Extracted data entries
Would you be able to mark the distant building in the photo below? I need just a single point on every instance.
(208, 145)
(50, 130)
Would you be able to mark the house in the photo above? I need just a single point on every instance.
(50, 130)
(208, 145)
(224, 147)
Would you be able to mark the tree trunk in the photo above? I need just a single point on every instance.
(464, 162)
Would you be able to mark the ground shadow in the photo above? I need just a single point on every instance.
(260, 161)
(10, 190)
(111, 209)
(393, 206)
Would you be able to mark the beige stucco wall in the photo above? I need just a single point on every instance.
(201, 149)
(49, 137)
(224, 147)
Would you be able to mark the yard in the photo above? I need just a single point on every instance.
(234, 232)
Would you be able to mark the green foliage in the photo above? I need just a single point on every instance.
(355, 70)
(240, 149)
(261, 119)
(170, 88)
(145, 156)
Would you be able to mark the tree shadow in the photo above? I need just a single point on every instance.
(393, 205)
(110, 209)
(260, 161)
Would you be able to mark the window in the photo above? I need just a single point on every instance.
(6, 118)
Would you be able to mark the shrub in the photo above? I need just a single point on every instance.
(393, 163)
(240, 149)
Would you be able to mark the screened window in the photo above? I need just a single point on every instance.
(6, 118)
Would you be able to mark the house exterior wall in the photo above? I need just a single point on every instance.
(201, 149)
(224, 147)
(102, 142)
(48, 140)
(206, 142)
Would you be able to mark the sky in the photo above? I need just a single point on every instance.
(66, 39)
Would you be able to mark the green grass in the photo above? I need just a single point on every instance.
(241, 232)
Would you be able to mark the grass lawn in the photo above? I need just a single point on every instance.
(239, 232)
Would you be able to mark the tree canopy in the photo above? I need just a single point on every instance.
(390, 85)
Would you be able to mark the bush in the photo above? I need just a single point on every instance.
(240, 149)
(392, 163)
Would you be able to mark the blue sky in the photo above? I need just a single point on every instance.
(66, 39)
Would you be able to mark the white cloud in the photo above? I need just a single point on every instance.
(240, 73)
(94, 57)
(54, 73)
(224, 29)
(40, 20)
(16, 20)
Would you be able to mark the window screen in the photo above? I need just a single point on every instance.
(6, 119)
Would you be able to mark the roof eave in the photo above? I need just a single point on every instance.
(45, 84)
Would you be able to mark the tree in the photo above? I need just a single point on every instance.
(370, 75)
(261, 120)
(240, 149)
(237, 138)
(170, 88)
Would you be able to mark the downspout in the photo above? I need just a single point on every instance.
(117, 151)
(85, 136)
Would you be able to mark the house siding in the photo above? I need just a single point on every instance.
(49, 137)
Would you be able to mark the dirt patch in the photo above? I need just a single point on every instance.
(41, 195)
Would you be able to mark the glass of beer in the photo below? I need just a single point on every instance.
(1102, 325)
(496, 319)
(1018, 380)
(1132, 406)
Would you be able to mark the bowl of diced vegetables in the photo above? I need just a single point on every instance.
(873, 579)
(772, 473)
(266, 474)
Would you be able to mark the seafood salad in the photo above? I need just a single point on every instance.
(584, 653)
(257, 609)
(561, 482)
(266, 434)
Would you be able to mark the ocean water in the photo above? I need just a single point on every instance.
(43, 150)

* **Challenge**:
Give the listing above again, word for word.

* **Worked answer**:
Would you be able to mark the distant building in the photo below? I need just a single point on every instance.
(208, 145)
(50, 130)
Would you be able to mark the house in the photo above? I need just a single point on every instance.
(50, 130)
(208, 145)
(224, 147)
Would you be able to mark the tree trunk in the photo above? I need just a single point on every instance.
(464, 162)
Would you be able to mark the ground shadow in the photo above? I need just a single point on every instance.
(260, 161)
(10, 190)
(111, 209)
(393, 206)
Would you be able to mark the beige stucco wall in the photo above? I need just a single point on every instance.
(201, 149)
(49, 137)
(224, 147)
Would you be able to mark the yard in the photo above? I need just a single point on every instance.
(234, 232)
Would you be able to mark the green foliage in the photo above? I need just a single point on every instance.
(355, 70)
(240, 149)
(261, 119)
(170, 88)
(145, 156)
Would you be able to mark the tree shadow in the photo above? I need just a single point on every instance.
(393, 205)
(110, 209)
(260, 161)
Would you be able to mark the window in the photo above? I need just a single point on every instance.
(6, 118)
Would you be able to mark the shrub in the photo above? I need just a single point on every instance.
(393, 163)
(240, 149)
Would you be able to mark the screened window in the photo above? I need just a single point on every instance.
(6, 118)
Would you be able to mark the house exterior wall in the photo above? I need just a single point on every instance.
(201, 149)
(224, 147)
(102, 142)
(48, 140)
(206, 142)
Would you be able to mark the sky in the photo above? I need just a single point on every instance.
(66, 39)
Would you be able to mark the green grass in the photo above? I need just a single point on every instance.
(241, 232)
Would you be able to mark the grass lawn in the photo above? I need just a single point on every instance.
(239, 232)
Would you be able to mark the tree canopy in the photo above? I need just a single point on every instance.
(390, 85)
Would you be able to mark the bush in the photo above? I need just a single point on every instance.
(240, 149)
(392, 163)
Would you be able to mark the blue sky in the photo above? I need just a single point on every instance.
(66, 39)
Would you be able to mark the white cloud in the photo above? I need just a single point on every instance.
(240, 73)
(94, 57)
(54, 73)
(224, 29)
(40, 20)
(16, 20)
Would you be able to mark the window screen in the photo above? I need just a single point on every instance.
(6, 119)
Would you be able to mark the roof eave in the photo above? I need just a single point on every instance.
(45, 84)
Would you be able to mark the tree in the photo above? I need just a single point on every instance.
(370, 75)
(261, 120)
(240, 149)
(237, 138)
(170, 88)
Would you be able to mark the downspout in the photo above? I need just a single point on every instance.
(117, 151)
(85, 136)
Would you be able to mark the house siding in the photo above? I need just a single point on every instance.
(49, 137)
Would you be able to mark the dirt patch in the photo above? I need just a single point on every instance.
(41, 195)
Would you be able to mark the glass of beer in the photo below? I need just a single point on every instance.
(1102, 325)
(496, 319)
(1018, 380)
(1132, 406)
Would you be able to mark the bowl of diced vegetables in the photo above? I need just a single point on every instance.
(873, 579)
(772, 473)
(266, 474)
Would you be able to mark the seafood salad in the photo above? I need just a single point on every instance.
(584, 653)
(257, 609)
(561, 482)
(266, 434)
Would you be able to mark the ocean water in the photo above? I need just a single point on every instance.
(43, 150)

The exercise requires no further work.